Turn every line of the rows below into a two-column Markdown table, headed No. and Line, that numbers each line in order and skips blank lines. Leave the pictures out of your answer.

^^^^^^^^^^^^^^^^

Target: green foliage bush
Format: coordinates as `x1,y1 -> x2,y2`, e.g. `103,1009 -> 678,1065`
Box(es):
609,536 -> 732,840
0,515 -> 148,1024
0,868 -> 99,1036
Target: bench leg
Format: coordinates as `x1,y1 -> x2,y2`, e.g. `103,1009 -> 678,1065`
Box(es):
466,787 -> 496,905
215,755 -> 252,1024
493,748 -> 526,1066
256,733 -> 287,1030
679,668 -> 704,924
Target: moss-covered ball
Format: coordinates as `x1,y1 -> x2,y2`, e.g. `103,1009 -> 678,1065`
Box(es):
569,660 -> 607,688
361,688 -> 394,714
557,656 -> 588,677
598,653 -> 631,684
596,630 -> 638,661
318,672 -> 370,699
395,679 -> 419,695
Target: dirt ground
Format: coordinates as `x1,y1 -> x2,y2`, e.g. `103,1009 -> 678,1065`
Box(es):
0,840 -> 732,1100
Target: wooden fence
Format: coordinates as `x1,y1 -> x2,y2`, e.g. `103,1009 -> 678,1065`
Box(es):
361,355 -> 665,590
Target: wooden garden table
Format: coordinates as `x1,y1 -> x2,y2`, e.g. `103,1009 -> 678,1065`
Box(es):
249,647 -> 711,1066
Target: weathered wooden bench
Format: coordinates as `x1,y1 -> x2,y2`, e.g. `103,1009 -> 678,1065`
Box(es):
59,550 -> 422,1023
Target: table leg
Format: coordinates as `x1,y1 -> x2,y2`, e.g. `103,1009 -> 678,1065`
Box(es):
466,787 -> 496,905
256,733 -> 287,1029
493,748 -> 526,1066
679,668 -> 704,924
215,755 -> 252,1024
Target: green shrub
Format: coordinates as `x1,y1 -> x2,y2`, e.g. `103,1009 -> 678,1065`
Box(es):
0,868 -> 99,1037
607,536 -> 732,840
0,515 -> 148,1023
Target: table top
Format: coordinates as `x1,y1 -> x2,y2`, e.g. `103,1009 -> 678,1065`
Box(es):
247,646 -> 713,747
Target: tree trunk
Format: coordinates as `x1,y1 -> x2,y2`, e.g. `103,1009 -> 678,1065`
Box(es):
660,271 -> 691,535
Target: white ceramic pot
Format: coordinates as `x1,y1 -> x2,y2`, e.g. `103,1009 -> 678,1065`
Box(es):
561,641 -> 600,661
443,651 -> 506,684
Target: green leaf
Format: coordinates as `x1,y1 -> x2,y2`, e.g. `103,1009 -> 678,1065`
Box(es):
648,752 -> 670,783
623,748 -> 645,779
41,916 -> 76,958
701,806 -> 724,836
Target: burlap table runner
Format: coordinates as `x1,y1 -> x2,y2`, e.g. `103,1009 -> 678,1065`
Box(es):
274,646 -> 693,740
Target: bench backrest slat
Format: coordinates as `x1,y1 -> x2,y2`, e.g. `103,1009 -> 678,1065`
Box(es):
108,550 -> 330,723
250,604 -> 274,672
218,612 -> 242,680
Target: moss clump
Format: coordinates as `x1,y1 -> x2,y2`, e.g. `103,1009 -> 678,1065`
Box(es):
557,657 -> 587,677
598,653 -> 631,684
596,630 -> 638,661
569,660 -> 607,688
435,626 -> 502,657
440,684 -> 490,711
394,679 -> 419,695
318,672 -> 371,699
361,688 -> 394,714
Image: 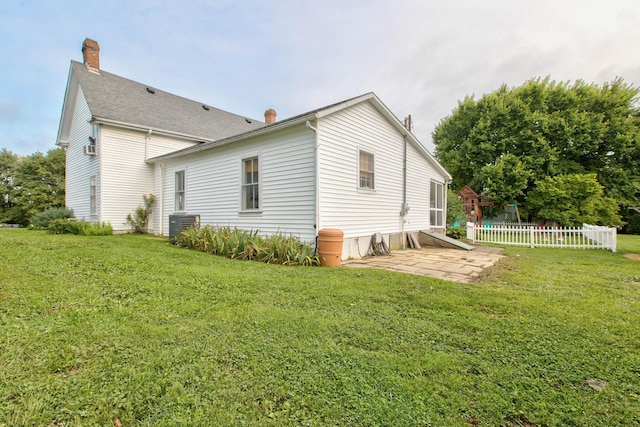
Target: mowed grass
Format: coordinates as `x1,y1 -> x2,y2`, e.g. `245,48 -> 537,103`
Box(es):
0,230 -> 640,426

^^^^^^^^^^^^^^^^

# RESPONSE
| No. | Line |
|---|---|
| 1 | Target: green foliage bush |
| 2 | Format: coordinates as `x1,y1 -> x2,y2`, e.g. `103,1009 -> 678,1065` |
| 3 | Box(es): |
| 4 | 609,536 -> 732,840 |
| 5 | 0,515 -> 148,1024 |
| 6 | 0,868 -> 99,1036 |
| 7 | Target: bench leg |
| 8 | Format: coordinates as `x1,y1 -> x2,y2`, e.g. `103,1009 -> 678,1065` |
| 9 | Box(es): |
| 10 | 466,787 -> 496,905 |
| 11 | 215,755 -> 252,1024 |
| 12 | 493,748 -> 526,1066 |
| 13 | 256,733 -> 287,1030 |
| 14 | 679,668 -> 704,924 |
| 15 | Target: moss-covered ball |
| 16 | Format: coordinates as `x1,y1 -> x2,y2`, e.g. `103,1009 -> 678,1065` |
| 17 | Box(es): |
| 18 | 569,660 -> 607,688 |
| 19 | 361,688 -> 394,714 |
| 20 | 557,656 -> 588,677 |
| 21 | 598,653 -> 631,684 |
| 22 | 596,630 -> 638,661 |
| 23 | 318,672 -> 370,699 |
| 24 | 395,679 -> 419,695 |
| 25 | Target: dirt ground |
| 26 | Format: coordinates as `x1,y1 -> x2,y2`, e.g. `103,1009 -> 678,1065` |
| 27 | Box(es): |
| 28 | 0,840 -> 732,1100 |
| 29 | Target: wooden fence |
| 30 | Format: coordinates as `x1,y1 -> x2,y2`, e.g. `103,1009 -> 678,1065` |
| 31 | Box(es): |
| 32 | 361,355 -> 665,590 |
| 33 | Target: wooden garden table |
| 34 | Format: coordinates as `x1,y1 -> x2,y2`, e.g. `103,1009 -> 678,1065` |
| 35 | Box(es): |
| 36 | 249,647 -> 711,1066 |
| 37 | Target: weathered wooden bench |
| 38 | Format: coordinates as `x1,y1 -> x2,y2`, e.g. `103,1009 -> 678,1065` |
| 39 | Box(es): |
| 40 | 59,550 -> 422,1023 |
| 41 | Target: table leg |
| 42 | Format: coordinates as `x1,y1 -> x2,y2`, e.g. `103,1009 -> 678,1065` |
| 43 | Box(es): |
| 44 | 466,787 -> 496,905 |
| 45 | 256,733 -> 287,1029 |
| 46 | 493,748 -> 526,1066 |
| 47 | 679,668 -> 704,924 |
| 48 | 215,755 -> 252,1024 |
| 49 | Target: green shrub |
| 50 | Format: coordinates as `x1,y1 -> x2,y2`, e.g. `103,1009 -> 678,1065` |
| 51 | Box(es): |
| 52 | 0,868 -> 99,1037 |
| 53 | 607,536 -> 732,840 |
| 54 | 0,515 -> 148,1023 |
| 55 | Target: table top |
| 56 | Format: coordinates as `x1,y1 -> x2,y2`, e.g. `103,1009 -> 678,1065` |
| 57 | Box(es): |
| 58 | 247,646 -> 713,747 |
| 59 | Target: tree trunk |
| 60 | Format: coordinates as `x1,y1 -> x2,y2`, e.g. `103,1009 -> 678,1065` |
| 61 | Box(es): |
| 62 | 660,271 -> 691,535 |
| 63 | Target: white ceramic pot |
| 64 | Format: coordinates as `x1,y1 -> x2,y2`, e.g. `103,1009 -> 678,1065` |
| 65 | Box(es): |
| 66 | 561,641 -> 600,661 |
| 67 | 443,651 -> 506,684 |
| 68 | Target: green leaf |
| 69 | Format: coordinates as `x1,y1 -> x2,y2`, e.g. `103,1009 -> 678,1065` |
| 70 | Box(es): |
| 71 | 648,752 -> 670,783 |
| 72 | 623,748 -> 645,779 |
| 73 | 41,916 -> 76,958 |
| 74 | 701,806 -> 724,836 |
| 75 | Target: burlap table runner |
| 76 | Format: coordinates as `x1,y1 -> x2,y2`, e.g. `103,1009 -> 678,1065` |
| 77 | Box(es): |
| 78 | 274,646 -> 693,740 |
| 79 | Target: bench backrest slat |
| 80 | Format: coordinates as `x1,y1 -> x2,y2`, e.g. `103,1009 -> 678,1065` |
| 81 | Box(es): |
| 82 | 108,550 -> 330,723 |
| 83 | 250,604 -> 274,672 |
| 84 | 218,612 -> 242,680 |
| 85 | Target: moss clump |
| 86 | Format: coordinates as `x1,y1 -> x2,y2`, e.g. `103,1009 -> 678,1065` |
| 87 | Box(es): |
| 88 | 557,657 -> 587,677 |
| 89 | 598,653 -> 631,684 |
| 90 | 596,630 -> 638,661 |
| 91 | 569,660 -> 607,688 |
| 92 | 435,626 -> 502,657 |
| 93 | 440,684 -> 490,711 |
| 94 | 394,679 -> 419,695 |
| 95 | 318,672 -> 371,699 |
| 96 | 361,688 -> 394,714 |
| 97 | Image:  |
| 98 | Target: mowed grass |
| 99 | Format: coordinates as `x1,y1 -> x2,y2`, e.g. `245,48 -> 537,103` |
| 100 | Box(es): |
| 101 | 0,230 -> 640,426 |